[PROBLEM STATEMENT]: Reply only with how many lines in these entries hold the string "bumper".

___ AVAILABLE RECORDS ___

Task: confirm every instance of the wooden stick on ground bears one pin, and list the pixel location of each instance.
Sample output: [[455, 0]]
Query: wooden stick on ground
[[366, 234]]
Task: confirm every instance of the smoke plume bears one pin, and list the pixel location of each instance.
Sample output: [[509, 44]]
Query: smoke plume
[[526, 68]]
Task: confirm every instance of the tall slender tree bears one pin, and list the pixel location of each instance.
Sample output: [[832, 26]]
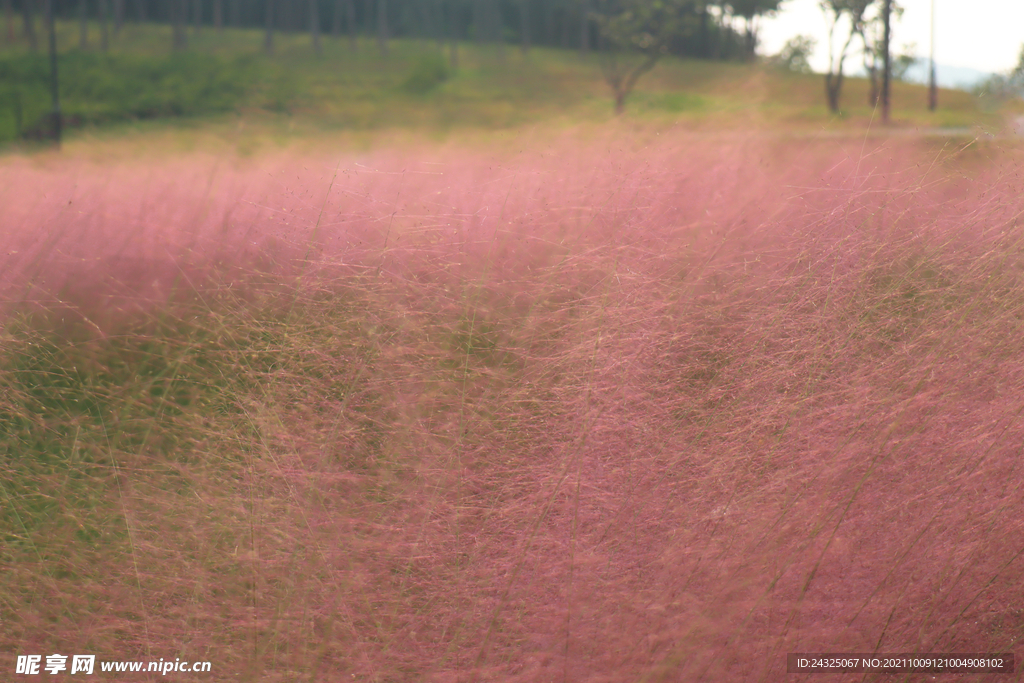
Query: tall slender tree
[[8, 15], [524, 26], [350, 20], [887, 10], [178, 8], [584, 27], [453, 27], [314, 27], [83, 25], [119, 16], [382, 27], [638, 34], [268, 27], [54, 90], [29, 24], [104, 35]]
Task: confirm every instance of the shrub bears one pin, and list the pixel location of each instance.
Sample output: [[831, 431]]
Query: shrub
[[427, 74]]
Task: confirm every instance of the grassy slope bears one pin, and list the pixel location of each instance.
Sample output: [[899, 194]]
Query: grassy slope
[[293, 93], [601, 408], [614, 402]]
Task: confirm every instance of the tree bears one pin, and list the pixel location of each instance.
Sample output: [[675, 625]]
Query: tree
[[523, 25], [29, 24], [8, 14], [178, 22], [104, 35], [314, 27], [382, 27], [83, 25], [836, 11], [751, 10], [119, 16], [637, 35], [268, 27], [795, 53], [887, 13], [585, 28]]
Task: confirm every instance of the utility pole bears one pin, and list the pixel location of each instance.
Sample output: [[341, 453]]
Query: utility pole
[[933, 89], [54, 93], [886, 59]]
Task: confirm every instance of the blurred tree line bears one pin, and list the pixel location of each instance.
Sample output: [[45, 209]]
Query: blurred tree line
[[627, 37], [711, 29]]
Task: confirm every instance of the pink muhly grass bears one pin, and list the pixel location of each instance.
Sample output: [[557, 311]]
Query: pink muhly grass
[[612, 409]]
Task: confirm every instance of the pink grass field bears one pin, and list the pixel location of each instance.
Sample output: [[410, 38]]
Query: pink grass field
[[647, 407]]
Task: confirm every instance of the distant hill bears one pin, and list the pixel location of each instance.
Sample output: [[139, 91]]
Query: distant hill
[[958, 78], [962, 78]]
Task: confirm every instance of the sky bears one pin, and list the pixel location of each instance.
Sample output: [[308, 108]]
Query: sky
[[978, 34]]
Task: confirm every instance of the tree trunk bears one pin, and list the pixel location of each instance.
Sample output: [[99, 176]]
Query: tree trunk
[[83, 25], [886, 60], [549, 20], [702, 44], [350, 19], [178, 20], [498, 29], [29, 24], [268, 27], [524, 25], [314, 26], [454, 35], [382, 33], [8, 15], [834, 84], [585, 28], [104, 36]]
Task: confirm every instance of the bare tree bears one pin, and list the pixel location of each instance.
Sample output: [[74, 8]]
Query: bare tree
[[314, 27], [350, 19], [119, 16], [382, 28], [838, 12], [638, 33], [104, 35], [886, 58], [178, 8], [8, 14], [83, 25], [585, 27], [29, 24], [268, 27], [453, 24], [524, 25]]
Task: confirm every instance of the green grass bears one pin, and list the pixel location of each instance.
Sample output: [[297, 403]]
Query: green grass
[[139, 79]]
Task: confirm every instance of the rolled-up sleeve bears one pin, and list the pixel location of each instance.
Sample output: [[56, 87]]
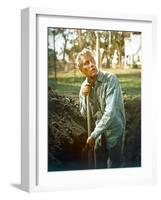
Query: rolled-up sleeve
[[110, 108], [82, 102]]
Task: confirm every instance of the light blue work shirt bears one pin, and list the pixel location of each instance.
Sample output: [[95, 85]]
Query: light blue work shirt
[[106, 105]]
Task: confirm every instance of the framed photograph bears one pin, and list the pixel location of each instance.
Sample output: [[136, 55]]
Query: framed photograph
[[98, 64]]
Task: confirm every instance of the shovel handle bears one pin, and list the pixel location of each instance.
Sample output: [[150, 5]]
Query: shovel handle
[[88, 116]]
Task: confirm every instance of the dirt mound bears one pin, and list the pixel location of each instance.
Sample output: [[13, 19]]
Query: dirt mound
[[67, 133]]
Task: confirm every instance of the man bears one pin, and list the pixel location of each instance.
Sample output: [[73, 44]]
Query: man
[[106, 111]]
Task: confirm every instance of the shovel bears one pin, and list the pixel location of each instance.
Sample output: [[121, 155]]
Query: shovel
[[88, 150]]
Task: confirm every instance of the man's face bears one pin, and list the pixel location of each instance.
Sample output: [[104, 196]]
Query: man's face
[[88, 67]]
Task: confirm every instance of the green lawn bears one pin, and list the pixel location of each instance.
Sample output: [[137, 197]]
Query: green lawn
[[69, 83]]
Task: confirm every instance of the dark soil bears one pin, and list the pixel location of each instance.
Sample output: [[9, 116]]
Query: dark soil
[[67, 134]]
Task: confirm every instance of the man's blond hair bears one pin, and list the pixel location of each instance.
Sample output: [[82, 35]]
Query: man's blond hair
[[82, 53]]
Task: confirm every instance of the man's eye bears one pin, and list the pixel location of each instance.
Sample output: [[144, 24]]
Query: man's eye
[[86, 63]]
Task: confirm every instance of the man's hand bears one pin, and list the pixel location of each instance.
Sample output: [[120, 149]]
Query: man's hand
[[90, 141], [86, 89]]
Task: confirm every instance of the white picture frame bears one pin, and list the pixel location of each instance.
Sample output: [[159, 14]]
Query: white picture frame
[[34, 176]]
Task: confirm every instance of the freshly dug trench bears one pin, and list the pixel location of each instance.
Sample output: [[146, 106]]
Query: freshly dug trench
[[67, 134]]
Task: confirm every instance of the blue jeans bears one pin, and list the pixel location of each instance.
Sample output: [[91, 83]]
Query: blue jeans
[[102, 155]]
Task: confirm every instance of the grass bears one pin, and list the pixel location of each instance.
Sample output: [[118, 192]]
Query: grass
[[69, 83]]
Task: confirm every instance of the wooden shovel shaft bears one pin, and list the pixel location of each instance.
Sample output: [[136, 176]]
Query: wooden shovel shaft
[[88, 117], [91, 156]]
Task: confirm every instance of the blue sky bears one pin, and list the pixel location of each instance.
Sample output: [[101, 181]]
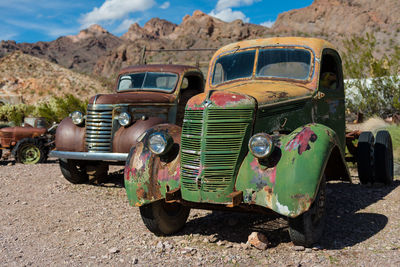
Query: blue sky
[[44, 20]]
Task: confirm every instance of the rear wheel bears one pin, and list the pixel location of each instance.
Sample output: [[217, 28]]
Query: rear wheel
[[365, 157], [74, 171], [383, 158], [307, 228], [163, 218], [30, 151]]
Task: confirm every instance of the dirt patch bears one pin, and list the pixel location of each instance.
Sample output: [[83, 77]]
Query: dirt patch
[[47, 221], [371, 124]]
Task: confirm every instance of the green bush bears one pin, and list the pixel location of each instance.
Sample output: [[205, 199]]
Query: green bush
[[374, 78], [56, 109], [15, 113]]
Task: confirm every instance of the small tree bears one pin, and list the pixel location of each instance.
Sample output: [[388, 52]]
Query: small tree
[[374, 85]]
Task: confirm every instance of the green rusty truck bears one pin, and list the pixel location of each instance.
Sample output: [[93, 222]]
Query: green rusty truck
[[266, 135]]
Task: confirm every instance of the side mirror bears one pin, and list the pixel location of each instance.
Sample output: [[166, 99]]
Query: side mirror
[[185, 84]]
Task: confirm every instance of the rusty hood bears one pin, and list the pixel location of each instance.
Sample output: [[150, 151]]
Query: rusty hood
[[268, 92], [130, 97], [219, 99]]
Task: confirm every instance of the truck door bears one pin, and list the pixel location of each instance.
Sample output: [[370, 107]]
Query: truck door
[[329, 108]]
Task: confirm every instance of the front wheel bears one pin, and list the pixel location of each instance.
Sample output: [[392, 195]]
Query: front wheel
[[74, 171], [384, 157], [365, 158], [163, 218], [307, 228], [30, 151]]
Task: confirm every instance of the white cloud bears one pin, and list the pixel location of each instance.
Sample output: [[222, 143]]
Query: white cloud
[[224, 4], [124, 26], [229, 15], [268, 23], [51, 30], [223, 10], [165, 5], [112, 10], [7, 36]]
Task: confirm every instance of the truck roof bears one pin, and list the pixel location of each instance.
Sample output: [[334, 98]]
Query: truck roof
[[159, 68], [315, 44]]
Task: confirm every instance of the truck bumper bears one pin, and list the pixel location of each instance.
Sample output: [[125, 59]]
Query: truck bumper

___

[TASK SOLUTION]: 2